Exercise
Return the whole of the data exactly.

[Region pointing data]
┌──
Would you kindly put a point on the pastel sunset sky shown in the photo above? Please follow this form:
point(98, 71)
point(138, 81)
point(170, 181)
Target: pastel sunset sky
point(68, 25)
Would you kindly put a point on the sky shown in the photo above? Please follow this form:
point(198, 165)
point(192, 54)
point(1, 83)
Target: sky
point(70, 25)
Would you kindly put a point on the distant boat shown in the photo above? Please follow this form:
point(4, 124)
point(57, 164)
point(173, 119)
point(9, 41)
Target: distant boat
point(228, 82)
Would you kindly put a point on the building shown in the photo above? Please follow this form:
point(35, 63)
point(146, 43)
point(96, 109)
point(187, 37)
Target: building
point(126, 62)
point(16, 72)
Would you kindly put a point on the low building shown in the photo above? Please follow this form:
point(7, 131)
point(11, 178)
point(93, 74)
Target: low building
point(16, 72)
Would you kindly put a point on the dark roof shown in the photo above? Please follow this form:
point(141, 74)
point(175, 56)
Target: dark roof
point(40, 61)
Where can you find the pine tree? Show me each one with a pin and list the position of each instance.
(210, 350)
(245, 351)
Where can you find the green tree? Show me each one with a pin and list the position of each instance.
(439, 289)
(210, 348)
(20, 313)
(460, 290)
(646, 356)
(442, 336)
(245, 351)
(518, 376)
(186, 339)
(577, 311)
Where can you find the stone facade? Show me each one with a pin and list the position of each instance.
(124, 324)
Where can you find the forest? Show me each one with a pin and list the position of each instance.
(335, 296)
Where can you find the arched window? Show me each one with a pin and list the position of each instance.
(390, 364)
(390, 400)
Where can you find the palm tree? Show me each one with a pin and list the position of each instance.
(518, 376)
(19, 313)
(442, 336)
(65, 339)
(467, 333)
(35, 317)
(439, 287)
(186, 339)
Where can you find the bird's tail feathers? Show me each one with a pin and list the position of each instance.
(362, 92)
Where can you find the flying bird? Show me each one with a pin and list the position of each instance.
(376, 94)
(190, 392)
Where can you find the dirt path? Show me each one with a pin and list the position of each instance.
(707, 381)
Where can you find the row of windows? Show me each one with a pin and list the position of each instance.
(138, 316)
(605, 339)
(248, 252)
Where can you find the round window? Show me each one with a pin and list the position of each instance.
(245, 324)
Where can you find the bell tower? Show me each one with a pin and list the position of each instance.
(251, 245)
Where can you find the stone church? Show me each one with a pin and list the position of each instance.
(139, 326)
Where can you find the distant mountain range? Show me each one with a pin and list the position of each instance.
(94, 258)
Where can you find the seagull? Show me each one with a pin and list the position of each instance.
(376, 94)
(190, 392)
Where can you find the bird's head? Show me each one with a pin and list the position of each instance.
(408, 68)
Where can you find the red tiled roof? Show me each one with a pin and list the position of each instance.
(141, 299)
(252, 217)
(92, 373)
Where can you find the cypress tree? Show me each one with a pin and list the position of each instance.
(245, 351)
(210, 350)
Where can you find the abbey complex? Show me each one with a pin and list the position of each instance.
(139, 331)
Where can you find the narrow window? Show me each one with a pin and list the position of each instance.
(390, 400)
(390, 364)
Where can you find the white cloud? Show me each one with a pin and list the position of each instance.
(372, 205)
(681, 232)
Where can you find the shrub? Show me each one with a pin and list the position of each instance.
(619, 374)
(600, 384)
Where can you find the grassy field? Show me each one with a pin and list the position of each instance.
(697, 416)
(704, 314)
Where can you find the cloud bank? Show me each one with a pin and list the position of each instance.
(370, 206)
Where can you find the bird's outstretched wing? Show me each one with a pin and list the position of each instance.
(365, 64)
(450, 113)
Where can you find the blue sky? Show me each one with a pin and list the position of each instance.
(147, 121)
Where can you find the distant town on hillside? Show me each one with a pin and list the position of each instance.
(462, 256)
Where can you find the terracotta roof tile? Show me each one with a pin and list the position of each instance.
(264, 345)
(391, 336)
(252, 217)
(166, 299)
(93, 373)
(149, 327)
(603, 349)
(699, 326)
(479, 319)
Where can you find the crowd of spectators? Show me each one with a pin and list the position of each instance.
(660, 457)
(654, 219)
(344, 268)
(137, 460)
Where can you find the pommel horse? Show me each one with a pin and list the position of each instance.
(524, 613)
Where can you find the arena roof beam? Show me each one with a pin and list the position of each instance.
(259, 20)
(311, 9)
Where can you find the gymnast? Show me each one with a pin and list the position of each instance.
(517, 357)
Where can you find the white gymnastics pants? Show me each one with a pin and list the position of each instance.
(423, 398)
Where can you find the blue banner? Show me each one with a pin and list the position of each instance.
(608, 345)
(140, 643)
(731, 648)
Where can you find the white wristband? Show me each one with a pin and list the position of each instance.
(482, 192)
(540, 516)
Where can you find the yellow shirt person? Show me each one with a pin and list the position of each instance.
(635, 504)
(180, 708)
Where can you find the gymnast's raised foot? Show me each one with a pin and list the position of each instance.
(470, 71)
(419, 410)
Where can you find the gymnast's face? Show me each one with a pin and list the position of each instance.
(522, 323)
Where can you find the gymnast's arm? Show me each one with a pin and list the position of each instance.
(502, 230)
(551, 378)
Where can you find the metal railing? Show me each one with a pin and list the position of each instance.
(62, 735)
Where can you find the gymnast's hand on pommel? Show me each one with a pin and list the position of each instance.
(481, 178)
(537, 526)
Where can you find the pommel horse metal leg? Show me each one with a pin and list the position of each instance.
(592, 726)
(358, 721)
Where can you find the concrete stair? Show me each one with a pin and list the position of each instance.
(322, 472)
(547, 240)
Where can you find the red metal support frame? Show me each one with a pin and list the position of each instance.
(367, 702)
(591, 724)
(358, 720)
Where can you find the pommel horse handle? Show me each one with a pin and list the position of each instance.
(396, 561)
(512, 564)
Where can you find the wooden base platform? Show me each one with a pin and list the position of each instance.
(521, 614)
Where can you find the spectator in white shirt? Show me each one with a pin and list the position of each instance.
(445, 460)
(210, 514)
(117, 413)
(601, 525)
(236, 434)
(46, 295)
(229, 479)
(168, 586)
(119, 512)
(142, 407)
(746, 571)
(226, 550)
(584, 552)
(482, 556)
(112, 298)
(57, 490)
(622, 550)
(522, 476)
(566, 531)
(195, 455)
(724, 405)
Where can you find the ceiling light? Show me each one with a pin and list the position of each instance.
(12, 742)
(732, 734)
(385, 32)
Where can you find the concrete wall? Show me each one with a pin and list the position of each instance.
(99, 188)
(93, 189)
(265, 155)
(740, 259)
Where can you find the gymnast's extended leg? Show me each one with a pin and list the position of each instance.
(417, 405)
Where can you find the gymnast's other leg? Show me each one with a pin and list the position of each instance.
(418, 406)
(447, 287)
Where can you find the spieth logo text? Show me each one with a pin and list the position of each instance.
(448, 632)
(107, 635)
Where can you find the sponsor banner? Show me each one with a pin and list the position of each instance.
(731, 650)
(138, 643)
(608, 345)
└──
Expected output
Would you kindly put a point on the pastel sunset sky shown in the photo above? Please follow this form:
point(98, 71)
point(138, 81)
point(170, 181)
Target: pastel sunset sky
point(68, 25)
Would you kindly put a point on the sky shown in the photo above? Please follow this form:
point(198, 165)
point(192, 54)
point(1, 83)
Target: sky
point(70, 25)
Would you kindly put a point on the distant boat shown in the photo above? Please follow this form:
point(4, 124)
point(57, 164)
point(173, 119)
point(9, 41)
Target: distant boat
point(228, 82)
Would you kindly put a point on the building shown in the photo above? Please follow this form:
point(35, 63)
point(146, 43)
point(96, 109)
point(187, 37)
Target: building
point(126, 62)
point(16, 72)
Would you kindly put a point on the low building shown in the photo above? Please follow this form:
point(7, 131)
point(11, 178)
point(93, 74)
Target: low building
point(16, 72)
Would you kindly put a point on the dark roof shown in the photo above? Please follow this form:
point(141, 74)
point(175, 56)
Target: dark roof
point(40, 61)
Where can you find the pine tree? Show me each one with a pin and list the position of each instance.
(210, 350)
(245, 351)
Where can you find the green tree? Show me each one with a pin and list the position of each instance.
(439, 289)
(210, 348)
(20, 313)
(460, 290)
(646, 356)
(442, 336)
(245, 351)
(518, 376)
(186, 339)
(577, 311)
Where can you find the stone facade? Show me each one with a pin and list the position of each instance.
(124, 324)
Where can you find the forest? Show me each one with a pin and list the position of each instance.
(335, 296)
Where can you find the arched window? Show me each one with a pin and list the position of each instance.
(390, 364)
(390, 400)
Where can you find the palm tree? Show me each one with a pin and list the position of each instance.
(518, 376)
(19, 313)
(442, 336)
(65, 339)
(467, 333)
(35, 317)
(439, 287)
(186, 339)
Where can you find the bird's tail feathers? Show me each one with a pin and list the position of each instance.
(362, 92)
Where can you find the flying bird? Show me each one with a pin and list the position of each instance.
(376, 94)
(190, 392)
Where can you find the dirt path? Show me each one with a pin and list the position of each instance.
(707, 381)
Where can you find the row of windows? Show me each one with a pin and list the position of each instance.
(138, 316)
(605, 339)
(248, 252)
Where can you find the round window? Show me each one with a pin and list the position of each instance.
(245, 324)
Where can you find the bell tower? Show me each one with a pin and list the position of each instance.
(251, 245)
Where can you find the stone church? Show me each one with a pin and list the position of each instance.
(139, 326)
Where can you find the distant mountain range? Show me each one with a pin and list the position of each instance.
(94, 258)
Where can you find the seagull? Show me each one with a pin and list the position of each instance.
(376, 94)
(190, 392)
Where can you find the bird's head? Show me each one with a pin and list the position of each instance.
(408, 68)
Where can you find the red tiled roof? Show me each one with a pin and list the position of each instance.
(141, 299)
(252, 217)
(92, 373)
Where can you find the cypress tree? Show me each one with a pin and list the position of each instance.
(245, 351)
(210, 350)
Where can you find the abbey complex? Show me each one with a pin and list the position of each instance.
(139, 331)
Where can you find the narrow window? Show me each one with a pin and list the position of each instance.
(390, 400)
(390, 364)
Where can you find the white cloud? Show me each one with a pin and list the position of each instance.
(372, 205)
(681, 232)
Where can you find the shrub? Show me each one with a pin and list the position of each instance.
(619, 374)
(600, 384)
Where can you find the grassy field? Show me each one with a pin and list the position of each instance.
(697, 416)
(704, 314)
Where can you find the cloud bank? Show me each one with a pin and list the position of each instance.
(370, 206)
Where can you find the bird's outstretched wing? Show me each one with a pin and list the position of each instance.
(365, 64)
(450, 113)
Where can you find the blue sky? Show me each one with a pin and list the position of each instance.
(147, 121)
Where can you find the distant town on hillside? Show me each one with a pin and list the position of each instance.
(462, 256)
Where can you find the terracotta roof tile? Show me each one with a pin and list the position of each instance.
(264, 345)
(391, 336)
(252, 217)
(166, 299)
(93, 373)
(149, 327)
(603, 349)
(699, 326)
(479, 319)
Where can you find the crowd of spectators? Show me each one with a pin and list the position of each instance.
(660, 457)
(654, 219)
(344, 268)
(137, 460)
Where can you find the pommel horse? Show me each one with a pin and list the position of each instance.
(524, 613)
Where can you find the arena roof beam? Show me each one with a pin and list the position of each instance.
(259, 20)
(311, 9)
Where can you find the gymnast? Show me each one with a pin and list the position of each instance.
(517, 357)
Where can you find the white gymnastics pants? Show me each one with a pin and list the position of each instance.
(423, 398)
Where can you find the blue banner? Show me each one with a pin and list the position of each instance.
(608, 345)
(140, 643)
(731, 648)
Where can you find the white wristband? Show me each one with a pin and list the position of each instance.
(482, 192)
(540, 516)
Where can you find the yellow shirt person? Show me each one with a pin and list the position of each instance.
(635, 504)
(180, 708)
Where can you find the gymnast's raised foot? Show me each one with a pin and list the position of each instance.
(470, 71)
(419, 410)
Where can you find the gymnast's face? Show me each one with a pin and list the position of each instance.
(522, 323)
Where can you find the gymnast's arm? Show me each one with a pin and list the position of each instance.
(502, 230)
(551, 378)
Where can you find the metal railing? Show me each one with a pin and list the position of each instance.
(62, 735)
Where can you find the gymnast's hand on pommel? Show me each one with a pin and list the position of each instance.
(481, 178)
(537, 526)
Where can you find the pommel horse metal leg? Show me each one with a pin and list the position of each instance.
(592, 726)
(358, 721)
Where can you find the concrete stair? Show me each one with a pin and list the position of each instance.
(322, 472)
(547, 240)
Where can you find the red metal support frame? Show me each one with a pin and list the position of each instance.
(367, 702)
(591, 724)
(358, 720)
Where can you find the pommel horse handle? Show me each one with a pin and list the position of each instance.
(396, 561)
(512, 564)
Where can you find the wooden base platform? Show me each one with a pin and list the position of each instance.
(521, 614)
Where can you find the spectator in white shirt? Show me each one with a pin and list the position of each instance.
(445, 460)
(210, 514)
(117, 413)
(601, 525)
(236, 434)
(46, 295)
(229, 479)
(168, 586)
(119, 512)
(142, 407)
(746, 571)
(226, 550)
(584, 552)
(482, 556)
(112, 298)
(57, 490)
(622, 550)
(522, 476)
(566, 531)
(195, 455)
(724, 405)
Where can you find the ceiling light? Show me each one with a pin and list the position of each instance.
(12, 742)
(732, 734)
(385, 32)
Where can you find the concrete wall? Show me each one with a pin and list the position of each instance.
(99, 188)
(93, 189)
(265, 155)
(740, 259)
Where can you find the gymnast's extended leg? Show me each one with a pin and list the position of each instance.
(417, 405)
Where can you find the gymnast's other leg? Show me each one with a pin and list the position of each instance.
(418, 406)
(447, 287)
Where can you find the spieth logo text? Show me each one with a pin and list the position of each instance.
(448, 632)
(107, 635)
Where can you find the sponsor banner? Show me each one with a pin and list the position of each instance.
(731, 650)
(138, 643)
(608, 345)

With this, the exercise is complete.